SQL优化技巧-优快云博客

SQL优化经验：
1. 避免SQL中的函数调用，否则会产生很多的递归调用。
2. 如果使用函数调用，尽量在最外层使用函数调用，否则会产生很多次的递归调用。
3. 插入多行数据的时候，可以考虑集合写法。
eg: insert into t SELECT LEVEL FROM dual CONNECT BY LEVEL < 10 ;
这样的写法比写for循环会快很多。
4. 只取你所需要的列，访问视图会更快，因为如果你访问的列越少，访问的表也越少，那么在执行计划中，可能涉及的表越少，访问效率越高。
5. 只取你所需要的列，索引读无需回表了。

针对select count(*) from t的优化方案：
1. 索引什么都不建立。（可能最慢）
2. 建立普通索引。
3. 建立位图索引。
4. 建立物化视图。
5. 缓存结果集（select /*+ result_cache */ count(*) from t ;）
如果结果集改变了，这个缓存中的数据会失效。而不会查错。如果经常改变，就会多做事。这种优化就没有用了。

下面举个例子。

将1到1000000数字插入到T表：

速度由慢到快的优化方式：

1. 使用存储过程循环，并且使用动态sql ，并未绑定变量。

2. 使用存储过程循环，并且使用动态sql ，使用绑定变量。

3. 使用存储过程循环，使用静态sql. 每次插入数据都commit .

数据记录:

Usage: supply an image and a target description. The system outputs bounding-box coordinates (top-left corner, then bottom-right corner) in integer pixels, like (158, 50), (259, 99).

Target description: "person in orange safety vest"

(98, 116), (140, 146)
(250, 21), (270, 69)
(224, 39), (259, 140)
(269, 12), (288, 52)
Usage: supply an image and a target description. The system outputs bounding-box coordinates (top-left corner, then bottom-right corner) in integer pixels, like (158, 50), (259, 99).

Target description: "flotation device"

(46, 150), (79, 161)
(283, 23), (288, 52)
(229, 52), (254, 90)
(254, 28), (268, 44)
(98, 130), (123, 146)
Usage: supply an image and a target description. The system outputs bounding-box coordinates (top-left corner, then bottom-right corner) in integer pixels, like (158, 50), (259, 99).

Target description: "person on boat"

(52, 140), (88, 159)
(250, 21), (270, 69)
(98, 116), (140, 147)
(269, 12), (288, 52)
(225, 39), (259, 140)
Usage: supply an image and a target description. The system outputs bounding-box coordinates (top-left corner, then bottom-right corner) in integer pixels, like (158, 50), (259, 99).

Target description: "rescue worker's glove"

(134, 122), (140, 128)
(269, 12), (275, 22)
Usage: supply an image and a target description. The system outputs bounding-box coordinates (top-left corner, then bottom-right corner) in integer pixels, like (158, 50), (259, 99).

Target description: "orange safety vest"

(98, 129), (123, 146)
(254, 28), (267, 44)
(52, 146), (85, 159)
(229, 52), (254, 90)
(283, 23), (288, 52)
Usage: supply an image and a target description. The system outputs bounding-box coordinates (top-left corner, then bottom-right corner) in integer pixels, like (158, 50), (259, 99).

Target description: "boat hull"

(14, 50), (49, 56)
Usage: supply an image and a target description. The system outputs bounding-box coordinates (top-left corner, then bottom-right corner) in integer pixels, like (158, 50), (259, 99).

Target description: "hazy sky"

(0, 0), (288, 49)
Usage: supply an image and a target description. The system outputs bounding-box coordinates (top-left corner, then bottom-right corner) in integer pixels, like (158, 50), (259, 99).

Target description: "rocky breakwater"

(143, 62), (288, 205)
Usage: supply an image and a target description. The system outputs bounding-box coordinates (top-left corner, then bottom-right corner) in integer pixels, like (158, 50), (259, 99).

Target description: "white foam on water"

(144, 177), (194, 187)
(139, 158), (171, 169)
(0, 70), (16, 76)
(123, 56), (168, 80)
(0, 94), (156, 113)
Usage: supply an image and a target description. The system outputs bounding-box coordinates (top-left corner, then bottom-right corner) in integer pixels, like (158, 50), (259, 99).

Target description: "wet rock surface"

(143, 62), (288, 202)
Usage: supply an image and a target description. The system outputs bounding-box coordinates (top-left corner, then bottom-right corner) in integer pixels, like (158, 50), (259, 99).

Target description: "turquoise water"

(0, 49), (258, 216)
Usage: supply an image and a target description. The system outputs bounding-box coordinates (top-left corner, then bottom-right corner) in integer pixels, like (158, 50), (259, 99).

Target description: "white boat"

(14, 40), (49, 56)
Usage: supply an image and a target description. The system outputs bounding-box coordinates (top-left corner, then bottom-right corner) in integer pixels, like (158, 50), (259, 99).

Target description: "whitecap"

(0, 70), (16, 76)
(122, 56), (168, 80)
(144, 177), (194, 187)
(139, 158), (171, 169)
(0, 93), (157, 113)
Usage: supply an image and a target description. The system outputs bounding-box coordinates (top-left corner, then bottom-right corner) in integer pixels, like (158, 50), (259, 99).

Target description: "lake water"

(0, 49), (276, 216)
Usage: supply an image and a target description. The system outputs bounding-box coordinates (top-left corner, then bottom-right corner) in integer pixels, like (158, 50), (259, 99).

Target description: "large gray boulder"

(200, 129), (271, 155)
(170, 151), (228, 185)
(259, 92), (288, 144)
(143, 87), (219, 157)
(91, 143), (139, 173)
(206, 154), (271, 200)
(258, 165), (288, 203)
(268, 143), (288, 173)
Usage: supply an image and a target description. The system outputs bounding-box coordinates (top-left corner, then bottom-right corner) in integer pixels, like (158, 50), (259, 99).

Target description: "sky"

练习题目 A: 在SQL优化短文里，针对select count(*) from t的几种方案中，哪一种后面注明了"可能最慢"？
练习题目 B: 把SQL优化短文接着往下写，从最后一句后面开始。
这些记录跟这里要做的事没有关系。

练习答案 A: 索引什么都不建立。

练习答案 B:
4. 使用存储过程循环，使用静态sql. 批量提交数据。

5. 使用集合的写法。 insert into t SELECT rownum FROM dual CONNECT BY LEVEL < 1000000 ; commit ;

6. 使用直接路径写法：create table t as select rownum X from dual connect by level<1000000 ;

7. 使用并行。 create table t nologging parallel 64 as select rownum x from dual connect by level < 1000000 ;

count(*)将返回表格中所有存在的行的总数包括值为null的行，然而count(列名)将返回表格中除去null以外的所有行的总数(有默认值的列也会被计入）.
distinct 列名,得到的结果将是除去值为null和重复数据后的结果.
可以自己去试验一下下面三种情况的执行结果：
select count(distinct sal) from test;
select count(sal) from test;
select count(*) from test;

not in 与 not exist的测试：
test2中object_id含有空的数据。下面看一下执行计划：
18:15:47 SQL> select * from test t where not exists(
18:16:09 2 select 1 from test2 i where i.object_id=t.object_id
18:16:09 3 ) ;

已选择71594行。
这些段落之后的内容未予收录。